Selection:
# 3-30-19 pickens...



## John B. (Oct 2, 2007)

Decided to switch it up and fish the afternoon incoming tide. Wife and I headed to Fort pickens. Eventually getting there after a bit of traffic. Conditions were pretty much perfect, incoming tide, SE wind about 10-12mph. 2ft surf.... perfect.

Lines in at 3pm.

First bite on a fresh dead shrimp about 20 minutes later... stinking ass catfish...

From 3:45 to 5:15 I got 4 more bites, 3 being pompano, one was a pretty 29" redfish that was released. 

Plenty of sandfleas down that way, if you have a rake... redfish and pomps all bit fleas.










Sent from my SM-G950U using Tapatalk


----------



## JoeyWelch (Sep 25, 2009)

Nice.

Directions:
[a] In the fishing report, what bait did the redfish and pompano bite?
[b] Copy the fishing report between "From 3:45 to" and "all bit fleas.", inclusive.

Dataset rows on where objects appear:
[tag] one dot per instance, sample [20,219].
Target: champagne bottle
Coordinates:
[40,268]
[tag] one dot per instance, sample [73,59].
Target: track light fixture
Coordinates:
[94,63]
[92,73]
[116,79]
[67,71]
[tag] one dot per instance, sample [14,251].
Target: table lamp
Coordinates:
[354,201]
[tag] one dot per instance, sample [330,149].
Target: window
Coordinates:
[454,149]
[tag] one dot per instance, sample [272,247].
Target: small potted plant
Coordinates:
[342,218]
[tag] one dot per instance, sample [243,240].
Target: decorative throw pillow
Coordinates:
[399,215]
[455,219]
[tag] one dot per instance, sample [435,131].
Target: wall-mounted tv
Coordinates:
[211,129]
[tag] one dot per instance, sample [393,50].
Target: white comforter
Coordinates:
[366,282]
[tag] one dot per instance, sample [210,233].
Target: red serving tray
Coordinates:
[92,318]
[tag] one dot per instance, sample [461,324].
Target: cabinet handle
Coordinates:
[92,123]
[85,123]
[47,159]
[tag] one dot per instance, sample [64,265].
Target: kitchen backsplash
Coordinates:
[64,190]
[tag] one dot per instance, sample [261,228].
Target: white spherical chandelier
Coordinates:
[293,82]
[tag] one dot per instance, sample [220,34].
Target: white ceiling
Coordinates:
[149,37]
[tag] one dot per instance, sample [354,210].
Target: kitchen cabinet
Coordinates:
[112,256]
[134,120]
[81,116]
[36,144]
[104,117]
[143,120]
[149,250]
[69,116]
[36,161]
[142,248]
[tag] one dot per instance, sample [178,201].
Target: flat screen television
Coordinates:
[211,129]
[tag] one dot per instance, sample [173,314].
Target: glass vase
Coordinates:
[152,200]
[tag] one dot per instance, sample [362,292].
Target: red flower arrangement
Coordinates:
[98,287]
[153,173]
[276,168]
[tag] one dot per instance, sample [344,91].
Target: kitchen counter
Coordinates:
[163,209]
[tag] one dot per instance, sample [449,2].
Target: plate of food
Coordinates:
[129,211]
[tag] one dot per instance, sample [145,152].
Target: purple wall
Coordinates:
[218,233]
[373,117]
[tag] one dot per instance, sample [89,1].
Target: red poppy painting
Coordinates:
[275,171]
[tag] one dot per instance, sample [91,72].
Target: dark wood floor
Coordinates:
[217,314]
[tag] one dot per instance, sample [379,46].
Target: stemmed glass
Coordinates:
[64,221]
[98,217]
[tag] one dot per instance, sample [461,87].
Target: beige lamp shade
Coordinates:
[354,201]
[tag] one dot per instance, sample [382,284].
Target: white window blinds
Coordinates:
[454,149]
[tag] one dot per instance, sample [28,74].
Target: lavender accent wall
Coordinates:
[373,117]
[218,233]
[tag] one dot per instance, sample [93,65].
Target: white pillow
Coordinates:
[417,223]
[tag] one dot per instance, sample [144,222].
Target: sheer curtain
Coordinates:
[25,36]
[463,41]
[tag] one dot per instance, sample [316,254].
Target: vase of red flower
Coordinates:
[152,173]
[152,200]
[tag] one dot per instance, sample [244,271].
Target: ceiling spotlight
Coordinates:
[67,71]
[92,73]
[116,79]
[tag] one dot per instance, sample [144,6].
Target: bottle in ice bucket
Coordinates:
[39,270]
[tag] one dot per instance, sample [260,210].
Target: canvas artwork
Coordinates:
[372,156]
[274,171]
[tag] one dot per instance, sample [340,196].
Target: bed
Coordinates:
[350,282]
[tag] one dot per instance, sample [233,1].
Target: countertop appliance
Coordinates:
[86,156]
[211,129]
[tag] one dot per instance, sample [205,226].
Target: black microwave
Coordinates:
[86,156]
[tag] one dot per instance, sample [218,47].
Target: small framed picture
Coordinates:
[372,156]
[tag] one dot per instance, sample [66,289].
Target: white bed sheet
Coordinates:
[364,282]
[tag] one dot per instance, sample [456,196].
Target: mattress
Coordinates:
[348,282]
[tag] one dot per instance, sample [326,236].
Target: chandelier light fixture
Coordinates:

Solutions:
[a] Sandfleas.

[b]
From 3:45 to 5:15 I got 4 more bites, 3 being pompano, one was a pretty 29" redfish that was released. 

Plenty of sandfleas down that way, if you have a rake... redfish and pomps all bit fleas.